Hi,
I want to get some statistical information from people having experience
with vacuuming big tables:
I was a little bit confused why some vacuums take much much longer then
other and I was doing some tests with a test database. All tests have
been made with PostgreSQL 8.0.3. At all I made three tests with some
table structures and indexes which are problematic in some databases I
have made. I took the structure of the tables, anonymized the columns
and filled up the table with random data generated by a script.
In this test scenario the tables are filled up with data and NO CHANGES
are made to the table, because I just wanted to find out the time it
takes to just go through the table and indexes for vacuum.

▸ Items:
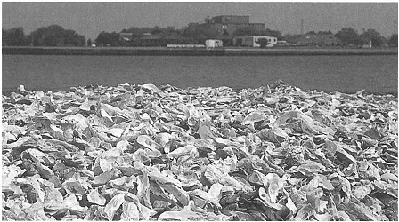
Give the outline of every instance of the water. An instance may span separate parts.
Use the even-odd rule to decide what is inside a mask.
[[[394,93],[398,57],[380,56],[54,56],[3,55],[3,92],[65,91],[97,83],[256,88],[281,79],[303,90]]]

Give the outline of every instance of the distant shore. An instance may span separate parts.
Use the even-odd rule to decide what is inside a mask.
[[[397,48],[167,48],[167,47],[2,47],[3,55],[118,56],[289,56],[397,55]]]

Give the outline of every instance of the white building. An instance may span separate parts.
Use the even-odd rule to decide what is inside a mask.
[[[235,37],[232,42],[234,46],[249,46],[249,47],[260,47],[258,44],[259,40],[266,39],[266,47],[272,47],[277,44],[277,38],[268,36],[241,36]]]

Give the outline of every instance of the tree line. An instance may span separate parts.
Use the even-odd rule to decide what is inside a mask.
[[[23,28],[2,28],[2,45],[6,46],[85,46],[86,37],[58,25],[41,27],[25,36]]]
[[[207,24],[197,24],[195,26],[183,27],[181,29],[175,29],[174,27],[153,27],[153,28],[137,28],[132,27],[128,29],[123,29],[120,33],[117,32],[101,32],[93,41],[86,39],[83,35],[79,35],[74,30],[65,29],[58,25],[51,25],[42,27],[34,30],[29,35],[25,35],[23,28],[13,28],[10,29],[2,29],[3,45],[5,46],[86,46],[96,45],[102,46],[156,46],[153,44],[204,44],[205,39],[223,38],[250,35],[250,36],[271,36],[277,37],[279,40],[286,40],[291,42],[295,38],[298,38],[301,35],[285,35],[282,36],[278,30],[259,31],[251,27],[239,28],[230,36],[219,33],[215,28],[207,26]],[[128,34],[130,36],[126,39],[122,34]],[[363,45],[371,44],[375,47],[389,45],[397,47],[397,34],[392,35],[386,38],[374,29],[363,29],[359,34],[353,28],[344,28],[335,35],[330,31],[314,32],[310,31],[307,34],[321,35],[330,34],[340,40],[341,45]],[[155,41],[151,41],[148,37],[148,41],[142,41],[145,36],[156,36]],[[144,37],[145,38],[145,37]],[[229,39],[229,38],[227,38]],[[227,41],[225,45],[232,44],[232,42]]]

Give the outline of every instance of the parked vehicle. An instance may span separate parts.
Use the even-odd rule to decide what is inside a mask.
[[[222,42],[222,40],[218,40],[218,39],[208,39],[205,41],[205,46],[207,47],[207,49],[219,48],[219,47],[223,47],[223,42]]]

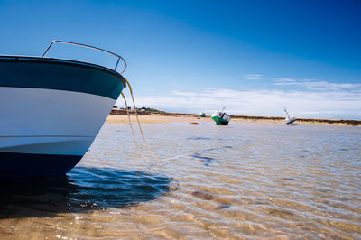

▸ Exercise task 1:
In the post about vacuuming large PostgreSQL tables, which PostgreSQL version was used for all of the tests?
▸ Exercise task 2:
Using the post about vacuuming large PostgreSQL tables, explain why no changes were made to the test tables after they were filled with data.
▸ Exercise task 3:
Resume the post about vacuuming large PostgreSQL tables after its last sentence, keeping its voice.

▸ Exercise result 1:
PostgreSQL 8.0.3.

▸ Exercise result 2:
The tables were left unchanged because the goal was only to measure how long vacuum takes to go through the table and its indexes.

▸ Exercise result 3:
First table
-----------
CREATE TABLE "public"."tbl1" (
"id" BIGSERIAL,
"col1" BIGINT NOT NULL,
"col2" VARCHAR NOT NULL,
"col3" BIGINT NOT NULL,
"col4" INTEGER NOT NULL,
"col5" VARCHAR NOT NULL,
"col6" TIMESTAMP WITHOUT TIME ZONE NOT NULL,
"col7" "public"."tsvector",
"col8" VARCHAR NOT NULL,
"col9" BOOLEAN NOT NULL,
"col10" BOOLEAN NOT NULL,
"col11" "public"."tsvector",
"col12" INTEGER,
CONSTRAINT "tbl1_pkey" PRIMARY KEY("id")
) WITH OIDS;
CREATE INDEX "idx_tbl1_col1" ON "public"."tbl1"
USING btree ("col1");
CREATE INDEX "idx_tbl1_col11" ON "public"."tbl1"
USING gist ("col11");
CREATE INDEX "idx_tbl1_col8" ON "public"."tbl1"
USING btree ("col8");
CREATE INDEX "idx_tbl1_col7" ON "public"."tbl1"
USING gist ("col7");
CREATE INDEX "idx_tbl1_col3" ON "public"."tbl1"
USING btree ("col3");
=> Filled up with 400.000 rows
LOG: duration: 148187.934 ms statement: VACUUM VERBOSE tbl1;
Second table
------------
CREATE TABLE "public"."tbl2" (
"id" BIGSERIAL,
"col1" BIGINT,
"col2" VARCHAR NOT NULL,
"col3" INTEGER NOT NULL,
"col4" BIGINT NOT NULL,
"col5" TIMESTAMP WITHOUT TIME ZONE,
"col6" BOOLEAN NOT NULL,
"col7" BIGINT,
CONSTRAINT "tbl2_pkey" PRIMARY KEY("id")
) WITH OIDS;
CREATE INDEX "idx_tbl2_col7" ON "public"."tbl2"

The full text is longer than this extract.